Request |
Could you update the lines from the very first one through the line containing "117 391 L 217", swapping "upturned mushroom cap" for "overturned mushroom cap" and leaving everything else unchanged?

(Shape outline entries)
#####
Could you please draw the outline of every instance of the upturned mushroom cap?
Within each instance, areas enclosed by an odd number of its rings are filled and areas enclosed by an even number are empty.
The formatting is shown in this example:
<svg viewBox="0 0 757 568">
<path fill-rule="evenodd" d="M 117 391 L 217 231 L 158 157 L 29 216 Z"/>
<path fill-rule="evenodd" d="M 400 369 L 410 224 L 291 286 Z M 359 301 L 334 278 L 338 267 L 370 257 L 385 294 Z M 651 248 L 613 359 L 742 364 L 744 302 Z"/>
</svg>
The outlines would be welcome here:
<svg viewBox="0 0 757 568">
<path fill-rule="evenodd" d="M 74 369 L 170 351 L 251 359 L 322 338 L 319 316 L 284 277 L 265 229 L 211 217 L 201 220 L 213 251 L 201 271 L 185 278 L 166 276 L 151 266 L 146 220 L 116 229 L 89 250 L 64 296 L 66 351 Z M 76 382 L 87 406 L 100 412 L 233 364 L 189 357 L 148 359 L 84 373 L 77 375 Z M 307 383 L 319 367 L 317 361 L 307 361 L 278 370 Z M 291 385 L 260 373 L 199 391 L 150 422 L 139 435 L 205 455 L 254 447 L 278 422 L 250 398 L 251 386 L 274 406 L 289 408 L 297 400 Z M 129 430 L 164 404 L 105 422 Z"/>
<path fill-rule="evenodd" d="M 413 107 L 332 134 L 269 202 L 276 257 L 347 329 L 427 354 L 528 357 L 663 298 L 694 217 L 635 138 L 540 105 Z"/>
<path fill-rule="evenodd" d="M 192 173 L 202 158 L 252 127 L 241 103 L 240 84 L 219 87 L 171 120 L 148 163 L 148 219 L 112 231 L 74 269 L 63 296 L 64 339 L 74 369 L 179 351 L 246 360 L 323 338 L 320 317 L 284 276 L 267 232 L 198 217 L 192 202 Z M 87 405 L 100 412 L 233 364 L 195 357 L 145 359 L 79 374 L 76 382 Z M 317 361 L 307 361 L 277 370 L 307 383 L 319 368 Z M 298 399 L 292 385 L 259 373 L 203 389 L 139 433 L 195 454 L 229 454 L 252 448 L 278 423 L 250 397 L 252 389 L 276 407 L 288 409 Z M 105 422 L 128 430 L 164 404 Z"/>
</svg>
#####
The output |
Could you please draw the outline of every instance of the overturned mushroom cap?
Within each instance, areas enclosed by an odd number of its rings are filled and areas enclosed by an even number are empty.
The formatting is shown in this example:
<svg viewBox="0 0 757 568">
<path fill-rule="evenodd" d="M 117 391 L 217 231 L 158 157 L 29 216 Z"/>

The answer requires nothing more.